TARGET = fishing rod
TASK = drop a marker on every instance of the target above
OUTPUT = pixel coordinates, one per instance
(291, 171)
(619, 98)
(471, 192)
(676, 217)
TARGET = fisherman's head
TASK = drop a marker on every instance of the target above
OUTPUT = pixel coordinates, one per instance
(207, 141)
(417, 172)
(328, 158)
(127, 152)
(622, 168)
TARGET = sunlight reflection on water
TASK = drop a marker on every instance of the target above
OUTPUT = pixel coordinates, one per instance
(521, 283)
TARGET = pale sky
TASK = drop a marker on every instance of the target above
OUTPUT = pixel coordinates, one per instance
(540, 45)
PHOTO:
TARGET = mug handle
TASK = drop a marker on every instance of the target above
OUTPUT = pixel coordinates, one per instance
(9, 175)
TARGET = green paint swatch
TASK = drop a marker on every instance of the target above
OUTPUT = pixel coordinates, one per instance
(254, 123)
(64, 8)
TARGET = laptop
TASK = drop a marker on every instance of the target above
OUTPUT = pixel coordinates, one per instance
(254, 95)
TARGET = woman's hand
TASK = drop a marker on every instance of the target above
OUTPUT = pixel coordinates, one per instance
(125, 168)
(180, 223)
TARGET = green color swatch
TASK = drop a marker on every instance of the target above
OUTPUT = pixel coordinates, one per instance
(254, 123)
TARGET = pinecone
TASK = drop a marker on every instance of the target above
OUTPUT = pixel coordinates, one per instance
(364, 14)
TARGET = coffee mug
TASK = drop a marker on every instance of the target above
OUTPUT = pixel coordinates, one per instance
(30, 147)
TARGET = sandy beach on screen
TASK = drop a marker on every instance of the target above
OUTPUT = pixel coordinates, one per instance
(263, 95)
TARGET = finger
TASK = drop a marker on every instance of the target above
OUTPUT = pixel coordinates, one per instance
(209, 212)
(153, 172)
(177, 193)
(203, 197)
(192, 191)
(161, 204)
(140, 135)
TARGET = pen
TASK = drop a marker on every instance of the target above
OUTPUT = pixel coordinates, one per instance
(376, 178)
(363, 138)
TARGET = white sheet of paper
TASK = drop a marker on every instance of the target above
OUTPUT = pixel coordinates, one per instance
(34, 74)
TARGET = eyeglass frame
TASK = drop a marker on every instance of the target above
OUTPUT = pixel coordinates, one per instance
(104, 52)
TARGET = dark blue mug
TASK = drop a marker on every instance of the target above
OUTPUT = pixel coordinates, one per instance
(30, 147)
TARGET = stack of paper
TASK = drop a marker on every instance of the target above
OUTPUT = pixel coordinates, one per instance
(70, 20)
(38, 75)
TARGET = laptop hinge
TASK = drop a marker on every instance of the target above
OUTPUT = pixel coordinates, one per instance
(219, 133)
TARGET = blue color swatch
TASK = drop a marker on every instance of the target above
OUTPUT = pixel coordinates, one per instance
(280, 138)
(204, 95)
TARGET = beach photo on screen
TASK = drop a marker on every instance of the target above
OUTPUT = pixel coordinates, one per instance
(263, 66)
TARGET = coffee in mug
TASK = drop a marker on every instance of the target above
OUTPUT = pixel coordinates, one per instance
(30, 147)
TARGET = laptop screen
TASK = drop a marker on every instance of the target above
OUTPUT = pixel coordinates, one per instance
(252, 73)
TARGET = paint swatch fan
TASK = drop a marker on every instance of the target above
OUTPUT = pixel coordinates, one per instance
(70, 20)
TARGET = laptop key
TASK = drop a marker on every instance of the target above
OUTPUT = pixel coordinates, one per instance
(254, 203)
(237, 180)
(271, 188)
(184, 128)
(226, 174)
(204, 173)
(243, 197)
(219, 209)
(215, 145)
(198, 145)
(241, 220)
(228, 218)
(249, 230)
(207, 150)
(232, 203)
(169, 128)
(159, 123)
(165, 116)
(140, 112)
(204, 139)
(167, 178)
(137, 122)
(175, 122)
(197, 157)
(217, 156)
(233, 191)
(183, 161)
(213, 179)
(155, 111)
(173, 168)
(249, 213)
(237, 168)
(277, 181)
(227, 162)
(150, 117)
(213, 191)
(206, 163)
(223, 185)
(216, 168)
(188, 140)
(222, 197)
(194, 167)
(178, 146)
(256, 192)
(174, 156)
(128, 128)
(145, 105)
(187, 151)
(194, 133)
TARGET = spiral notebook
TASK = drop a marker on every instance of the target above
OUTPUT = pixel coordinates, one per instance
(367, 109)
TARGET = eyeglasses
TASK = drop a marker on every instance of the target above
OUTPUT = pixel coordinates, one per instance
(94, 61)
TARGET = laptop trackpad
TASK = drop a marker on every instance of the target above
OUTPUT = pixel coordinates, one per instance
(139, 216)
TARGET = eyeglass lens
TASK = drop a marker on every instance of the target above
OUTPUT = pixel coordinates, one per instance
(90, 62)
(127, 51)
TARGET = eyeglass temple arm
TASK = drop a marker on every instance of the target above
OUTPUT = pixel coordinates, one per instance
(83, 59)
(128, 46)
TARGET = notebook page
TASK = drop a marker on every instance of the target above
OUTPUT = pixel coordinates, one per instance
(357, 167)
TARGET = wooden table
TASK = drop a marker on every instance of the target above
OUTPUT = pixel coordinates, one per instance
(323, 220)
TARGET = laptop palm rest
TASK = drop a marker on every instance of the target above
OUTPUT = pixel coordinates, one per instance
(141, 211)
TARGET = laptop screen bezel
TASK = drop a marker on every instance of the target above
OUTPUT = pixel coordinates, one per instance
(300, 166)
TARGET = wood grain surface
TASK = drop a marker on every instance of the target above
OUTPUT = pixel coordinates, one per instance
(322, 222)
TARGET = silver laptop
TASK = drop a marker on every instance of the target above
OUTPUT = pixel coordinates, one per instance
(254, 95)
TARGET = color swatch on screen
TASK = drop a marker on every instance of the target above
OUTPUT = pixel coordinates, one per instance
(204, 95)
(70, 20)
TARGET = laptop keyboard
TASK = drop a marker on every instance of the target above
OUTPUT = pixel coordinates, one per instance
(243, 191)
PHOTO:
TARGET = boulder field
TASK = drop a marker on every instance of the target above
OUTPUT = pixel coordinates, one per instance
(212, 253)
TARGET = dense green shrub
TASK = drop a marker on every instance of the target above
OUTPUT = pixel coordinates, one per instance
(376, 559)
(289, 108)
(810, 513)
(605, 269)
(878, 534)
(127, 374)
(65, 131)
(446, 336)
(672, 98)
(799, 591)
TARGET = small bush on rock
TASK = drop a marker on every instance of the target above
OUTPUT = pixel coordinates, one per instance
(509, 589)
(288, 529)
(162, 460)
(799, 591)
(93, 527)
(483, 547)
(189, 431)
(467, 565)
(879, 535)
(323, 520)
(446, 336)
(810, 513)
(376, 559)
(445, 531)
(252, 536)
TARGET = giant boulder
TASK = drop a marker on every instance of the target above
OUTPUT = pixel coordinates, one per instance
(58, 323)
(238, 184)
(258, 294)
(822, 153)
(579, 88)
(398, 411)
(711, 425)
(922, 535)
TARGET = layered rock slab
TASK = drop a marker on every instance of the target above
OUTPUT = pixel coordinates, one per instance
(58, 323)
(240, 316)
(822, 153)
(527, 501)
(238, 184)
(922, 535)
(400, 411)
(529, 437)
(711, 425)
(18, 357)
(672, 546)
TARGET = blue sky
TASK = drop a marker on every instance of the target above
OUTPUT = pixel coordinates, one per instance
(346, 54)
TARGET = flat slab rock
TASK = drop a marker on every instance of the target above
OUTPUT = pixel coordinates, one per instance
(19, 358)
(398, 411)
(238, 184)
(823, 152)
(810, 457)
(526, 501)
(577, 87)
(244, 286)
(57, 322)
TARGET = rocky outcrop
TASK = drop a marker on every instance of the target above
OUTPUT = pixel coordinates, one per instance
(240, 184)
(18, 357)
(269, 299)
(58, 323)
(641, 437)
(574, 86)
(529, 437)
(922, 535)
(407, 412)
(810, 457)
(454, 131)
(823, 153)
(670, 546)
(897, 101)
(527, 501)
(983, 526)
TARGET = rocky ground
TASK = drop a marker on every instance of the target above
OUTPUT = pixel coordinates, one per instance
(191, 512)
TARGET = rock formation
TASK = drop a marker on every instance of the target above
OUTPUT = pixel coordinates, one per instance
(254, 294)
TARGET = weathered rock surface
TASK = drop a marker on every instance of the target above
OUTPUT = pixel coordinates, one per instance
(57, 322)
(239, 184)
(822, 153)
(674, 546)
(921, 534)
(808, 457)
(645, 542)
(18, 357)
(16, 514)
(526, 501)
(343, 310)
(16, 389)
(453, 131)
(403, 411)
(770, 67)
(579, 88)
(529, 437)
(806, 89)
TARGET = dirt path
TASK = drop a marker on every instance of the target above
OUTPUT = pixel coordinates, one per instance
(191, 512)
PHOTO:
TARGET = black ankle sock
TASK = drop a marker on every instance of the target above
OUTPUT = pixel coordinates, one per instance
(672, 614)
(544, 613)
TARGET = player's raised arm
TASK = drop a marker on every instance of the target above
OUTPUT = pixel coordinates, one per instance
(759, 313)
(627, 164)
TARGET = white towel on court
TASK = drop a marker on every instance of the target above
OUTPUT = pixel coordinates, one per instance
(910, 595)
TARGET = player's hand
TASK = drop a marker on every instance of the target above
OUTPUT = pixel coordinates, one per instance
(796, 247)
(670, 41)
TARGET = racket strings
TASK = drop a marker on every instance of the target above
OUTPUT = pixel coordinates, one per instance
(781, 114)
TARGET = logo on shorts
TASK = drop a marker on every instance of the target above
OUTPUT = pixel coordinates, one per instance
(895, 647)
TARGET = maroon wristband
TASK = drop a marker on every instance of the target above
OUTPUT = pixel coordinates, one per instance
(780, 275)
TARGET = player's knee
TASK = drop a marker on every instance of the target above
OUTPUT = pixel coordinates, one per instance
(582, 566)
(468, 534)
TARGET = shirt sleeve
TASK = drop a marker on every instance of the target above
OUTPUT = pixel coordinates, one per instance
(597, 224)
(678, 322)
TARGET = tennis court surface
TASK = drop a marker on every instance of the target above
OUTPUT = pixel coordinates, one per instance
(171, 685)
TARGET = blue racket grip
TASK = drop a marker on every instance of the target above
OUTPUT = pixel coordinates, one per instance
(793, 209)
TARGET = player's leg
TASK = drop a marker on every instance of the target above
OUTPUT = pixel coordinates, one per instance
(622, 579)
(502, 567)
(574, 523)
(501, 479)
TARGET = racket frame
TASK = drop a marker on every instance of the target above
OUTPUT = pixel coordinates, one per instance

---+---

→ **What you will do**:
Scan each line of the entries above for the word "slab" and report how many lines contain it, with nothing else.

→ **Completed task**:
2